-------- Entries supplied --------

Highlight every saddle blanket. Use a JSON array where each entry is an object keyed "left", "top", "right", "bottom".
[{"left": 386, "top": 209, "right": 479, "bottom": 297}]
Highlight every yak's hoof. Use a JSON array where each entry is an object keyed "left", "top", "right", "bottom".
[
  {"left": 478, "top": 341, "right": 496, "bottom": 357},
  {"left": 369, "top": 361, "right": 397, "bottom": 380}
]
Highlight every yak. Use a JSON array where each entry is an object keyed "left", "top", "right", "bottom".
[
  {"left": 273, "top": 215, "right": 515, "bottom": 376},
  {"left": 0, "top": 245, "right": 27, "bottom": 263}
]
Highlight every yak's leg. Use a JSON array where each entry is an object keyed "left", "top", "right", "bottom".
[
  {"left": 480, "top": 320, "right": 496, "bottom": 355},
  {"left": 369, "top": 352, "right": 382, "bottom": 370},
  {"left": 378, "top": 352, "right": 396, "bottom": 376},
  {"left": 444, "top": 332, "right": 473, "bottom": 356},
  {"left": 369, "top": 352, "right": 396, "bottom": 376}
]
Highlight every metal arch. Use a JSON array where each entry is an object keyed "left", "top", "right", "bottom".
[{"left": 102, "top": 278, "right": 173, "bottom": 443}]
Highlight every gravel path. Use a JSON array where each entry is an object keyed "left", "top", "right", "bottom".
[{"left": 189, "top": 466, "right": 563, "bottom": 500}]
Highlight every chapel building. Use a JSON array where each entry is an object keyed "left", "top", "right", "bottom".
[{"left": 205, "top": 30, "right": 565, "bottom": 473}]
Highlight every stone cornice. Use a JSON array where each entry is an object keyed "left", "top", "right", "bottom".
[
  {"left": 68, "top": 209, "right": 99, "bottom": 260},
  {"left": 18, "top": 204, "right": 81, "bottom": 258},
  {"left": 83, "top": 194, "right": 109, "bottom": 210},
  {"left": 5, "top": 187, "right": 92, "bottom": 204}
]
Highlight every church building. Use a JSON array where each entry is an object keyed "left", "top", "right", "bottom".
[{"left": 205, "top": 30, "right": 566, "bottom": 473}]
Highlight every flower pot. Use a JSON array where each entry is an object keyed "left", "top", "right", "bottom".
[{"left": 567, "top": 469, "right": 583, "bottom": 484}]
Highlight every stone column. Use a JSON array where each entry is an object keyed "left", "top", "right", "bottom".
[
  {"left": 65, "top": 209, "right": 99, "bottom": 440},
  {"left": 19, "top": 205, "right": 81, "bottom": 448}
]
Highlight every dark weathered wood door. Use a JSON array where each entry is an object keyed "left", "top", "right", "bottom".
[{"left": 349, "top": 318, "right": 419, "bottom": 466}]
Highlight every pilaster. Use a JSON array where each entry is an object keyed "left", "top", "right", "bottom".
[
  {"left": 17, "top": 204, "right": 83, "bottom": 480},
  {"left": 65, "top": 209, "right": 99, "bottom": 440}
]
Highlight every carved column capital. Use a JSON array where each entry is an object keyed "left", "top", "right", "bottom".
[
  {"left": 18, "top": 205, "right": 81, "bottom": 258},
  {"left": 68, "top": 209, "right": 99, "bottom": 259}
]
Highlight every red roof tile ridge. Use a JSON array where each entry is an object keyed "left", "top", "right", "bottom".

--------

Task prompt
Print every entry above again, word for word and unchanged.

Response
Highlight every saddle blanket. Use a JSON array where each entry is an object keyed "left", "top", "right", "bottom".
[{"left": 386, "top": 209, "right": 479, "bottom": 297}]
Highlight every yak's hoof. Use a JSON array where each entry is an object keyed "left", "top", "right", "bottom".
[
  {"left": 478, "top": 341, "right": 496, "bottom": 357},
  {"left": 369, "top": 361, "right": 397, "bottom": 380}
]
Highlight every yak. Use a JSON array where each entry is an object keyed "left", "top", "right", "bottom".
[
  {"left": 273, "top": 215, "right": 515, "bottom": 376},
  {"left": 0, "top": 245, "right": 27, "bottom": 263}
]
Highlight every yak's leg. Use a JSON array where each entry is an object keyed "left", "top", "right", "bottom".
[
  {"left": 480, "top": 320, "right": 496, "bottom": 355},
  {"left": 369, "top": 352, "right": 382, "bottom": 370},
  {"left": 378, "top": 352, "right": 396, "bottom": 376},
  {"left": 444, "top": 332, "right": 473, "bottom": 356},
  {"left": 369, "top": 352, "right": 396, "bottom": 376}
]
Highlight every metal arch. Use a JSON array where each entry is an object keyed "left", "top", "right", "bottom".
[{"left": 102, "top": 278, "right": 173, "bottom": 443}]
Highlight every gravel path. Use a JSON array where each entry is an object keyed "left", "top", "right", "bottom".
[{"left": 189, "top": 466, "right": 563, "bottom": 500}]
Highlight every chapel building. Use a JSON array where each entry is an object keyed "left", "top", "right", "bottom".
[{"left": 205, "top": 30, "right": 565, "bottom": 473}]
Highlight every stone cornice. Use a JSON array where each entry is an object keyed "left", "top", "right", "bottom".
[
  {"left": 68, "top": 209, "right": 99, "bottom": 260},
  {"left": 18, "top": 204, "right": 81, "bottom": 258},
  {"left": 83, "top": 194, "right": 109, "bottom": 210},
  {"left": 5, "top": 187, "right": 92, "bottom": 204}
]
Highlight every church building. Use a JSON array where each entry is an object keyed "left", "top", "right", "bottom".
[{"left": 205, "top": 30, "right": 566, "bottom": 473}]
Highlight every flower pot. Use a JSON array where each entry is an object keyed "left", "top", "right", "bottom".
[{"left": 567, "top": 469, "right": 583, "bottom": 484}]
Highlight every stone column. Use a JSON array where each entry is an object keyed "left", "top", "right", "bottom".
[
  {"left": 65, "top": 209, "right": 99, "bottom": 440},
  {"left": 19, "top": 205, "right": 81, "bottom": 448}
]
Highlight every dark weathered wood door. Use a JSON array where each entry is an object keyed "left", "top", "right", "bottom".
[{"left": 349, "top": 318, "right": 419, "bottom": 466}]
Highlight every pilaster. Use a JSON array where each entry is an object keyed "left", "top", "right", "bottom".
[
  {"left": 17, "top": 204, "right": 83, "bottom": 480},
  {"left": 65, "top": 209, "right": 99, "bottom": 440}
]
Highlight every carved column capital. Use a JSON array where each entry is an object keyed "left", "top", "right", "bottom".
[
  {"left": 18, "top": 205, "right": 81, "bottom": 258},
  {"left": 68, "top": 209, "right": 99, "bottom": 259}
]
Highlight every red roof tile ridge. Use a JSON array where each entry is an object keyed "left", "top", "right", "bottom".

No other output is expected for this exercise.